● ASSIGNMENT:
Count up the lines below that hold "doorway", then give that count by itself.

┄┄┄┄┄┄┄┄┄┄

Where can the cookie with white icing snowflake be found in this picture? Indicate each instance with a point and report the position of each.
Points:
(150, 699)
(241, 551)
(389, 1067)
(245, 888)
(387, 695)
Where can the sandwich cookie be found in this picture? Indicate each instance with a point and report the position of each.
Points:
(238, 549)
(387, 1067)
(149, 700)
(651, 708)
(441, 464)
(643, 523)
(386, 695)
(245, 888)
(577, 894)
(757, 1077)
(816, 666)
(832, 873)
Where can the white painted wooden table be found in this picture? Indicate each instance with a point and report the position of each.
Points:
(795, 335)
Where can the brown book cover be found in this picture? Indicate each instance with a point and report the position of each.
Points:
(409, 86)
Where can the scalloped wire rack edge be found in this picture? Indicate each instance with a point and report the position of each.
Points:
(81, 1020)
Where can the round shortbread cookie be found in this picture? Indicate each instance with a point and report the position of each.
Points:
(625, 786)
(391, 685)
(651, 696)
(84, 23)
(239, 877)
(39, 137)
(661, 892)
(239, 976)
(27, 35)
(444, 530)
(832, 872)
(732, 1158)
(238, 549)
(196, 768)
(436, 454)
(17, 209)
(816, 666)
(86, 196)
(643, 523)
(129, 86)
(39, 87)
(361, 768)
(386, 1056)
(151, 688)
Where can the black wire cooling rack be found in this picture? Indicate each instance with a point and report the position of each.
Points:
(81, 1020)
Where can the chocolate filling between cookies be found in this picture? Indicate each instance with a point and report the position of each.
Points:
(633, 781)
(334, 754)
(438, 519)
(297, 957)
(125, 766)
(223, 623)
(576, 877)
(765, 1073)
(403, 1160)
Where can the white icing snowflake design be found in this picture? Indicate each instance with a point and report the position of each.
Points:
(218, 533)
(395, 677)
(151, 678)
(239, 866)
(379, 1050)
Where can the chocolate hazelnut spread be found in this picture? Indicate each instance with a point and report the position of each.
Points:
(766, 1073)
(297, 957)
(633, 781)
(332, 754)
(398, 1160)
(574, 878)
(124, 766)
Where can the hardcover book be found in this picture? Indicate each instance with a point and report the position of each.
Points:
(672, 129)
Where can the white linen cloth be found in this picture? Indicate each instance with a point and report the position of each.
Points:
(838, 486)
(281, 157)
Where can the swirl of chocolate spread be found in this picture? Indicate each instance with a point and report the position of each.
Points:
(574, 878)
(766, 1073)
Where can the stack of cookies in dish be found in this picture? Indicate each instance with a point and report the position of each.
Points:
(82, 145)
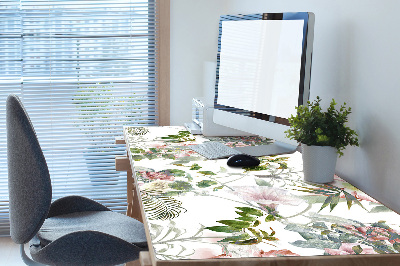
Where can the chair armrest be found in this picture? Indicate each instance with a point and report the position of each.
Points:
(72, 204)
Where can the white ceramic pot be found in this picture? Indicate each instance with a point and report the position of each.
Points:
(319, 163)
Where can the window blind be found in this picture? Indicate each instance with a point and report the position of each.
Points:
(83, 69)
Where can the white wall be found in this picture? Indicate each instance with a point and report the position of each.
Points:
(356, 60)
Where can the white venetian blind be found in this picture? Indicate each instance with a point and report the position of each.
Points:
(83, 69)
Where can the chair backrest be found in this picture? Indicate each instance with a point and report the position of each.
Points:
(29, 183)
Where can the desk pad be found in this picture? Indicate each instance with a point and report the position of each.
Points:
(201, 209)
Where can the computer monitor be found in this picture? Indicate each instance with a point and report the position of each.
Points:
(263, 73)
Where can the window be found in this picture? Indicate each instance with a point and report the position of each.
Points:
(83, 69)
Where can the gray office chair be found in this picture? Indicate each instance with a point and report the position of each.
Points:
(70, 231)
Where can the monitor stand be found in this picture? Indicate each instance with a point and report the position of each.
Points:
(275, 148)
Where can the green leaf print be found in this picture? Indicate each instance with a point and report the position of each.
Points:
(206, 183)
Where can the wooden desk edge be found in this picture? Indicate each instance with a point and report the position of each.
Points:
(342, 260)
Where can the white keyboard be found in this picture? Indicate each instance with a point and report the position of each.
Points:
(214, 150)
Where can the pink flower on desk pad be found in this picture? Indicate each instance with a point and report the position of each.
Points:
(236, 144)
(266, 195)
(276, 253)
(350, 248)
(157, 175)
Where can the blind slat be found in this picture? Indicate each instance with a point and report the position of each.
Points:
(83, 69)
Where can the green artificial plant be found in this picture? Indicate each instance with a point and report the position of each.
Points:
(313, 127)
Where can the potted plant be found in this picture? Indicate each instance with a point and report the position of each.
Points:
(323, 135)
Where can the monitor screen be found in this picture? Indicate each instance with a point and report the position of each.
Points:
(263, 71)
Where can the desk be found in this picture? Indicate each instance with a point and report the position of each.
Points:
(202, 212)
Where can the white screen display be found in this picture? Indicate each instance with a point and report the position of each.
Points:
(260, 63)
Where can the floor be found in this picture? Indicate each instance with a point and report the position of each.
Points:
(9, 253)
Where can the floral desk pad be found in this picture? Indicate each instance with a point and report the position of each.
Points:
(200, 209)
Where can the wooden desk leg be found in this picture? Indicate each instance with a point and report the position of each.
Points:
(122, 164)
(133, 200)
(129, 193)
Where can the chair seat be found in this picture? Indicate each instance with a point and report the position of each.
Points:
(107, 222)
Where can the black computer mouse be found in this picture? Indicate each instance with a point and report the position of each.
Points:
(240, 160)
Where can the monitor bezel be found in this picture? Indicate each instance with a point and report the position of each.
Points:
(306, 59)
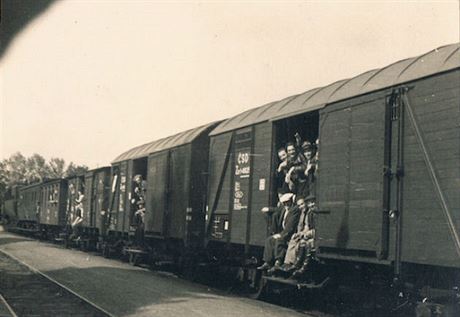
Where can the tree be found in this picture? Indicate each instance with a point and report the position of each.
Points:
(37, 168)
(14, 170)
(73, 169)
(56, 167)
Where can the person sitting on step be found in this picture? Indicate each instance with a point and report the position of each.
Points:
(284, 220)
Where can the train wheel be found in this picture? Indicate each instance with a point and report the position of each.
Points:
(259, 289)
(134, 258)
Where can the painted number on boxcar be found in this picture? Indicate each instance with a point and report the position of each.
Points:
(241, 185)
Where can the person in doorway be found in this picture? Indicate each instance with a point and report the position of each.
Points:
(302, 242)
(306, 251)
(284, 220)
(281, 171)
(309, 152)
(139, 220)
(78, 219)
(295, 177)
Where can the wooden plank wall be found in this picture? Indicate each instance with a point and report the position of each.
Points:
(219, 146)
(157, 179)
(179, 190)
(261, 176)
(426, 235)
(350, 173)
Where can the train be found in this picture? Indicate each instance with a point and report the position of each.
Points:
(387, 188)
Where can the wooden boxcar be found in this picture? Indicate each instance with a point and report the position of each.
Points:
(389, 168)
(75, 184)
(29, 206)
(96, 202)
(175, 171)
(53, 205)
(9, 207)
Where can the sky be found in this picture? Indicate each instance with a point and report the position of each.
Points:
(88, 80)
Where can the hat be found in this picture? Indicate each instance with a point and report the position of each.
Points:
(286, 197)
(307, 146)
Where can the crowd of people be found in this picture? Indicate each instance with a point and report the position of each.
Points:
(291, 245)
(76, 208)
(138, 203)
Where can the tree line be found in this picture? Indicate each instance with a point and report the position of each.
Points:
(21, 170)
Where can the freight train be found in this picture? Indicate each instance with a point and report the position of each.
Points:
(387, 189)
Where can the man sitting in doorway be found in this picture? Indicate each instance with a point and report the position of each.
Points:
(283, 223)
(295, 177)
(77, 221)
(301, 245)
(281, 171)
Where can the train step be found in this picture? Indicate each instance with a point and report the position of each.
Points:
(297, 283)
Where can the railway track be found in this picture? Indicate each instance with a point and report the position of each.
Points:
(24, 291)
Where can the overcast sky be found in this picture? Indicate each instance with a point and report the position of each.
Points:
(88, 80)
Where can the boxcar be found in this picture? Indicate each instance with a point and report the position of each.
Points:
(75, 184)
(53, 204)
(175, 171)
(9, 206)
(96, 202)
(29, 206)
(388, 170)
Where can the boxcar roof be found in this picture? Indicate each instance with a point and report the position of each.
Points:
(163, 144)
(436, 61)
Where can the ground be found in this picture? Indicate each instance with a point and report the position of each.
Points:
(124, 290)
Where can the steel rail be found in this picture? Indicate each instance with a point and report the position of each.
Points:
(86, 300)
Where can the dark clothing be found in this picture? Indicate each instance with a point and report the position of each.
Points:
(281, 185)
(285, 225)
(311, 176)
(297, 180)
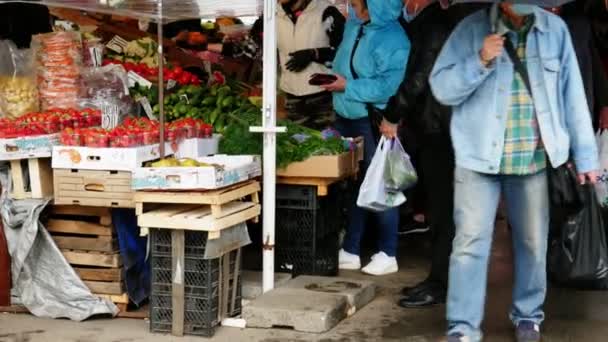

┄┄┄┄┄┄┄┄┄┄

● TASK ANSWER:
2